Stated problem =>
Please return every one of the records below word for word, line by line, without changing anything.

::::

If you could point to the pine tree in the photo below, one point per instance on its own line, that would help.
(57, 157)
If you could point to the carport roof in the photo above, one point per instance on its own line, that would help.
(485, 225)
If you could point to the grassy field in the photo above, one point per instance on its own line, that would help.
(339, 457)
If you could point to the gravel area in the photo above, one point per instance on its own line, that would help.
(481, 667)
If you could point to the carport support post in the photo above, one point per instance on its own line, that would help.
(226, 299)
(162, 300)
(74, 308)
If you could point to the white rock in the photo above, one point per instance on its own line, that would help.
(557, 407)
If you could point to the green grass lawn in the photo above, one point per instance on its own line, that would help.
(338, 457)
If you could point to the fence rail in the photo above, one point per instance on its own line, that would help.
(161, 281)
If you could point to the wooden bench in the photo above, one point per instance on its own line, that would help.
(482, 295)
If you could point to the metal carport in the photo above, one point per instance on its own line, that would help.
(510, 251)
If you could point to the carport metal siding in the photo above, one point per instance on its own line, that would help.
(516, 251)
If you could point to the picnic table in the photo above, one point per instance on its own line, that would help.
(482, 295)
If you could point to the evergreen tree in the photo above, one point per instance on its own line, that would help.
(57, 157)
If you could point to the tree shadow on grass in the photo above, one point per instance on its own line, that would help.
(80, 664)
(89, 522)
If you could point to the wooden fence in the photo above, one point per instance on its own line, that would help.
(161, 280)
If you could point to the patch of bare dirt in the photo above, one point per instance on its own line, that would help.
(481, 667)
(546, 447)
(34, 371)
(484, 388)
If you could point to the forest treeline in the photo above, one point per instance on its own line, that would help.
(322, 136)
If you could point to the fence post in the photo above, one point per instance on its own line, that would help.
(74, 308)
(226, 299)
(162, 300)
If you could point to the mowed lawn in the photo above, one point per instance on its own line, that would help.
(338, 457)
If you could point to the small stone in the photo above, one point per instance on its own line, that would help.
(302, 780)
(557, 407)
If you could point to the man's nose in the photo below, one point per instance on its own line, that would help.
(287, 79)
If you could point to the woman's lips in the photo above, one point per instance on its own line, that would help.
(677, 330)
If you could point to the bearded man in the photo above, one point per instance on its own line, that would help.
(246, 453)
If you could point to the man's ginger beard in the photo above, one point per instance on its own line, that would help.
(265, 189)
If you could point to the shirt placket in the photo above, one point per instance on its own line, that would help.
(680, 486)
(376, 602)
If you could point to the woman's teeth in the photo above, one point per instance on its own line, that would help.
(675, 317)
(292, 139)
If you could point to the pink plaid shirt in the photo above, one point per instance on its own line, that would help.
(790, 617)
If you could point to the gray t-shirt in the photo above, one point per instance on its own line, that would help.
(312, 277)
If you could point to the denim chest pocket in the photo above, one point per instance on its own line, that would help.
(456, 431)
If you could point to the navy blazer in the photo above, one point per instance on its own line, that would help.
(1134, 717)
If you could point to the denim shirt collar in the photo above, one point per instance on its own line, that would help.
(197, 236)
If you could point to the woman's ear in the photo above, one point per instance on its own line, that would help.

::::

Answer =>
If you could point to the pine tree in the photo below, one point per instance on its own line, that would help.
(57, 157)
If you could point to the carport roof in the photo above, one point per instance on its own line, that would help.
(485, 225)
If you could point to the grassy field in the photo above, one point per instance on its own line, that would help.
(339, 457)
If you could point to the gravel area in the photo above, one point per instance on its own line, that would help.
(481, 667)
If you could point to the carport support post in the photo above, one point per instance on its own line, that would help.
(226, 299)
(162, 300)
(74, 308)
If you could point to the white rock in the photo above, one point per instance on its own line, that would help.
(557, 407)
If you could point to the green grass lawn in the photo above, one point per instance on its own line, that would help.
(338, 457)
If you could point to the fence rail in the photo above, one point per instance on its own line, that would help.
(161, 281)
If you could point to the wooden bench in the photo above, one point per instance on its own line, that would help.
(482, 295)
If you could point to the metal carport in the photo above, one point per instance on its own line, that would help.
(510, 251)
If you could point to the carport metal siding in the photo above, one point per instance on its own line, that would help.
(516, 251)
If you could point to the picnic table in the photo above, one point per instance on its own line, that would help.
(482, 295)
If you could point to the evergreen tree in the photo above, one point per instance on its own line, that would help.
(57, 157)
If you could point to the tree shadow on grass in the photo above, one point per instance on its own line, that would help.
(80, 664)
(89, 522)
If you could point to the wooden fence in the photo above, one point per instance on its own line, that would help.
(161, 280)
If you could point to the patch of bare dirt in the photo above, one point per instance on its own line, that would help.
(481, 667)
(546, 447)
(34, 371)
(484, 388)
If you could point to the forest treeline in the photo above, one point per instance on its own line, that would help.
(322, 136)
If you could point to the fence post in the photo above, one point per instance on its own line, that would help.
(74, 308)
(226, 299)
(162, 300)
If you could point to the mowed lawn in the photo above, one point per instance on its own line, that would help.
(338, 457)
If you could point to the small stone in the photo above, one point per instance on its own line, that would help.
(302, 780)
(557, 407)
If you could point to the man's nose in the photo below, one point per instance on its own line, that would help.
(287, 79)
If you could point to the woman's lips in the photo above, one point per instance on its own line, that would help.
(677, 330)
If you could point to the bearded man in the photo above, one point per instance on its own line, that would help.
(246, 453)
If you could point to the man's ginger beard in the photo above, one point per instance on its own line, that would help.
(265, 189)
If you could point to the shirt placket in the photo above, one point per instance on its own line, that would help.
(680, 486)
(376, 602)
If you could point to the woman's teeth in the photo above, one point per instance on its own line, that would help.
(675, 317)
(292, 139)
If you could point to the pink plaid shirt in the photo above, one point per instance on its own line, that would help.
(790, 617)
If you could point to the gray t-shirt in the photo above, one point per instance on its own line, that would help.
(312, 277)
If you could point to the denim chest pocket in the photo above, one point per instance on its own line, that would help.
(456, 431)
If you could point to the navy blazer in the photo above, one point per instance on its own line, that would help.
(1134, 717)
If you could point to the denim shirt collar in the photo above, one point per instance on its own line, that would help.
(197, 236)
If you could point to the woman's ear in the photo above, one point per instance on its own line, that would help.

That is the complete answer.